* _Problem description_
Print every line of the listing below with no changes at all.

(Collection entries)
+++++
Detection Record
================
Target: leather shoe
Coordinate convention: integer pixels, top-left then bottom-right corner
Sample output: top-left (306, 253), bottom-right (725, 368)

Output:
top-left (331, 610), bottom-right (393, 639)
+++++
* _Response to this exercise_
Detection Record
================
Target: leather shoe
Coordinate convention: integer pixels, top-left then bottom-right corner
Sample output: top-left (306, 253), bottom-right (725, 368)

Output:
top-left (331, 610), bottom-right (393, 639)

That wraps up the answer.